Please report how many lines in the records below contain the word "pixel", giving only that number.

INFORMATION SHOWN
▬▬▬▬▬▬▬▬▬▬
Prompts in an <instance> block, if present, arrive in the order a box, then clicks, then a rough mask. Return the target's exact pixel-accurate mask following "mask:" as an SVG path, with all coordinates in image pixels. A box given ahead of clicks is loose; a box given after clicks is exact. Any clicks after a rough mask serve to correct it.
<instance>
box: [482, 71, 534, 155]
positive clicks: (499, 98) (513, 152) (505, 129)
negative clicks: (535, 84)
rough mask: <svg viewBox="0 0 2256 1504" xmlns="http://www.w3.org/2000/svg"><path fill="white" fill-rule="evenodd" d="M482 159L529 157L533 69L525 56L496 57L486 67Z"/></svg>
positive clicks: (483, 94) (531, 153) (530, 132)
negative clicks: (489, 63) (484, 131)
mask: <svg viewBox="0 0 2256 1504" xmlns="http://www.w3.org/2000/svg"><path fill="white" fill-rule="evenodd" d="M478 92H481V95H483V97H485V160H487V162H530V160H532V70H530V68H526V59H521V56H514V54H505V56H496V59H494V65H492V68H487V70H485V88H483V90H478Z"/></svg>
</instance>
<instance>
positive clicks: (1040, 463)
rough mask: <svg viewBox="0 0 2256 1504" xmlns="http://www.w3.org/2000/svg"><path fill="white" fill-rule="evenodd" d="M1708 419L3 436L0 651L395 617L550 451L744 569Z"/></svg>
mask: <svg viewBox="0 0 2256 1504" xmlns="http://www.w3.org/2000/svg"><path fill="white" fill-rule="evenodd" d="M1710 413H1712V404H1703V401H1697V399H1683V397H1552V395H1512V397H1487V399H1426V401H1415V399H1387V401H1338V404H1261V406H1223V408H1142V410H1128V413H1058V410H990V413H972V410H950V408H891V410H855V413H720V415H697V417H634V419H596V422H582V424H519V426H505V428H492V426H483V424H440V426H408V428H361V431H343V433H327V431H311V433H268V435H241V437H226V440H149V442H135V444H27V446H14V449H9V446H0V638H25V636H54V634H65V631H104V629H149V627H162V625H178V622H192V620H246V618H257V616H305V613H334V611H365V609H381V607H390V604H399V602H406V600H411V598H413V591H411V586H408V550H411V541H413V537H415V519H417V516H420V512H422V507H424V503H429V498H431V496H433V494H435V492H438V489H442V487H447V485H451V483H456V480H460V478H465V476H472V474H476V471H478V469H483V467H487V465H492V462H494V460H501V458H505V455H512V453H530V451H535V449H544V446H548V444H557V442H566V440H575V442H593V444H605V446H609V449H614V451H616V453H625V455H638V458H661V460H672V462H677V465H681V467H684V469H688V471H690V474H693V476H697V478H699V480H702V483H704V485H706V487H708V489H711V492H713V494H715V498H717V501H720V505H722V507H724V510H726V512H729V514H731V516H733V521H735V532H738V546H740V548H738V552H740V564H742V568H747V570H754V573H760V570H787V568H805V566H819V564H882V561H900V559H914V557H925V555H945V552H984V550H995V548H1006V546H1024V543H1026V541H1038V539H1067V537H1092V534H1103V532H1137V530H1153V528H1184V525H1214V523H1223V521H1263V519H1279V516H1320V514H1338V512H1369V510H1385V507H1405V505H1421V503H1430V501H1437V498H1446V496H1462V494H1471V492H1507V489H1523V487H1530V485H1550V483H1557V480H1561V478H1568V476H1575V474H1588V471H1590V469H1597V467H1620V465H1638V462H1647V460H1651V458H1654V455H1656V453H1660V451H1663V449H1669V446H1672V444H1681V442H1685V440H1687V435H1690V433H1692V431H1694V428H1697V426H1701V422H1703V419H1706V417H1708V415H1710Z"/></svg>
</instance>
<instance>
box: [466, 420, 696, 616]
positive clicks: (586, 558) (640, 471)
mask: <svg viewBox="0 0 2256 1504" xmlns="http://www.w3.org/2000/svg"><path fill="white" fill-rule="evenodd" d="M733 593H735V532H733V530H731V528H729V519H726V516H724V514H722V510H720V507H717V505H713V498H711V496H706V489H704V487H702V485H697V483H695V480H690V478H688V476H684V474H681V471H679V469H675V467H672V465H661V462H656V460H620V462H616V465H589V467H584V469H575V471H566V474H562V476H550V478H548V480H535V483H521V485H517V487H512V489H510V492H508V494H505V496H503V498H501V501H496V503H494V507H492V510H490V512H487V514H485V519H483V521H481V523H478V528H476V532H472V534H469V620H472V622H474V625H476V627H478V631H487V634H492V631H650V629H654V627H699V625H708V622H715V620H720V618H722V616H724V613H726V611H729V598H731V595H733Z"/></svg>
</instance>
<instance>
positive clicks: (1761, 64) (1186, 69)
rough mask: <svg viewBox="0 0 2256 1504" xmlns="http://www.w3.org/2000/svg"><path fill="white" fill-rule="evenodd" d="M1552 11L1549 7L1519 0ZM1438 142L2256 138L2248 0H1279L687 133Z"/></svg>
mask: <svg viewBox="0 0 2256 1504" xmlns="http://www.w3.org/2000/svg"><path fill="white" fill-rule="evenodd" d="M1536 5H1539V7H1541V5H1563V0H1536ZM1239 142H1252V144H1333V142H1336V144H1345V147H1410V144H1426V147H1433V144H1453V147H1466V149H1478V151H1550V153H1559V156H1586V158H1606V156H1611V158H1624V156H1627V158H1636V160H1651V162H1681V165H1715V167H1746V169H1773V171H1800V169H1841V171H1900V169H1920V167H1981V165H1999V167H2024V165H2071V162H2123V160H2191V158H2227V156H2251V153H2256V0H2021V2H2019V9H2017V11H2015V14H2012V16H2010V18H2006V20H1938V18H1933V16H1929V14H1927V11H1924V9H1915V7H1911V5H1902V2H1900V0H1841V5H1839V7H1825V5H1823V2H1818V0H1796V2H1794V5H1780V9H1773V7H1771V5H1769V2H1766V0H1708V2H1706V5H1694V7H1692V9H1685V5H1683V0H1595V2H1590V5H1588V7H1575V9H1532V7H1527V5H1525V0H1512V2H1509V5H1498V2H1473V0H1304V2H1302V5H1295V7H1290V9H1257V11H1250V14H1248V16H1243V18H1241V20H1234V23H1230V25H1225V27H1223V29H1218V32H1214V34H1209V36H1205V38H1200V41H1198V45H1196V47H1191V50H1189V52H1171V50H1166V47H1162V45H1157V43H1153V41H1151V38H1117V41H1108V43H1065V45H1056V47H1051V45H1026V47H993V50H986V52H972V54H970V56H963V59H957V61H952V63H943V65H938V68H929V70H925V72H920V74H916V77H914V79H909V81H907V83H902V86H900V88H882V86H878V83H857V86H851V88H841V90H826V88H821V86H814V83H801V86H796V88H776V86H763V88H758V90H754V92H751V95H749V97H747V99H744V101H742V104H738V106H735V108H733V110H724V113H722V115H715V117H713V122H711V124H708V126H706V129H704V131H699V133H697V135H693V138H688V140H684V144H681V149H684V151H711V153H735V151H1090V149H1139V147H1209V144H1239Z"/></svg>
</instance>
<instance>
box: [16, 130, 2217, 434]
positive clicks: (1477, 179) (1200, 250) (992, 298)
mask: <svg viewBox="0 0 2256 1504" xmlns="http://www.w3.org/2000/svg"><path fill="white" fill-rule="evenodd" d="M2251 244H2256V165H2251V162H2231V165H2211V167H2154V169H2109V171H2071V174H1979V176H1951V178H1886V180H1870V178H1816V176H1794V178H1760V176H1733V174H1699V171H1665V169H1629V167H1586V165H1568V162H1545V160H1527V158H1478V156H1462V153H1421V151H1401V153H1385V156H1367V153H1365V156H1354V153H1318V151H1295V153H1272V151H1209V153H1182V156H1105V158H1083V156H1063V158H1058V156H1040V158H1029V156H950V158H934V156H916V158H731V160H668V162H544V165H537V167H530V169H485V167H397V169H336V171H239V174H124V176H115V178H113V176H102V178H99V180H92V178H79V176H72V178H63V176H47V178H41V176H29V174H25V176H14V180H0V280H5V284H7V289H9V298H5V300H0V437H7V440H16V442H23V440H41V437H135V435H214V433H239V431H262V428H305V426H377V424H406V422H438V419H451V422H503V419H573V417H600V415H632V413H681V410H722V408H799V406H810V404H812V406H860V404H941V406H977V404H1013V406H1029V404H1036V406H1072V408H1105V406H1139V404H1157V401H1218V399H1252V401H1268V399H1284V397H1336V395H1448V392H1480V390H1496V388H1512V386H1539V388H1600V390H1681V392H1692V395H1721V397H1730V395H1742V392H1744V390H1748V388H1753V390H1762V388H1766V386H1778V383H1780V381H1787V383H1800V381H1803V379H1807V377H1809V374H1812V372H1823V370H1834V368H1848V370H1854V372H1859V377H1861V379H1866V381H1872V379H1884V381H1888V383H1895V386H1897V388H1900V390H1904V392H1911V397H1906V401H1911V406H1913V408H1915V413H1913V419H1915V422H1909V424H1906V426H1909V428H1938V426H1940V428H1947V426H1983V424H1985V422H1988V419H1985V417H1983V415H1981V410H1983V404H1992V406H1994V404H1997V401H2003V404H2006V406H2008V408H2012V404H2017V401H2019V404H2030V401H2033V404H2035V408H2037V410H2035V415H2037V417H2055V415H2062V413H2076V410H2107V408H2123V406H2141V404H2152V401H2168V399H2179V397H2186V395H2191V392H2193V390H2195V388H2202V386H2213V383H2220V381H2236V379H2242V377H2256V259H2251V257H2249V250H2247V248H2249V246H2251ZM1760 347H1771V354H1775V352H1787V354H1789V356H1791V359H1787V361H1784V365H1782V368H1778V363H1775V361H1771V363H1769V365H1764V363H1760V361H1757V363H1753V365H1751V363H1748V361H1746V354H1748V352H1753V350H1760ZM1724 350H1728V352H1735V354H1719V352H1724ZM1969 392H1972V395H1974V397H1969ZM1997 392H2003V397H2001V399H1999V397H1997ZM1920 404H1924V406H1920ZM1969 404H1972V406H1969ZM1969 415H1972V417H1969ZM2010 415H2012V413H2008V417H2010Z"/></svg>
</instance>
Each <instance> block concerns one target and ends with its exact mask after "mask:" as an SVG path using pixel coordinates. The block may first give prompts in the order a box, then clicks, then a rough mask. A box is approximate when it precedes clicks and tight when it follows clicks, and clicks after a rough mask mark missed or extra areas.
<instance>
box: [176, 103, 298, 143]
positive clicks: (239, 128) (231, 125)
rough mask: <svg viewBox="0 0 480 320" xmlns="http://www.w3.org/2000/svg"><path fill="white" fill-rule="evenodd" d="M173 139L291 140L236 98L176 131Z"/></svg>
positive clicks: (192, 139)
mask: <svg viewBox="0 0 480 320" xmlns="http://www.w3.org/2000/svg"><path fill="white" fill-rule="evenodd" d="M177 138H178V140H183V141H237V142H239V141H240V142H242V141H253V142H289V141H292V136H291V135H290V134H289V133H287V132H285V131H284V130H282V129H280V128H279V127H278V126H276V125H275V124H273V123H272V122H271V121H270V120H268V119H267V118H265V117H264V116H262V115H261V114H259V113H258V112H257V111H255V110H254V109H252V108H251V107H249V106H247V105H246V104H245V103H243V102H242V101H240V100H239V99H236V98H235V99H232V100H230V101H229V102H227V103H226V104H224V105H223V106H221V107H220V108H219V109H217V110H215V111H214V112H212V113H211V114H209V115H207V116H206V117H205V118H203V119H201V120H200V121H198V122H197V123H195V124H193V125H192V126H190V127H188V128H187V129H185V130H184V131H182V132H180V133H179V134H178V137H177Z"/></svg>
▬▬▬▬▬▬▬▬▬▬
RESPONSE
2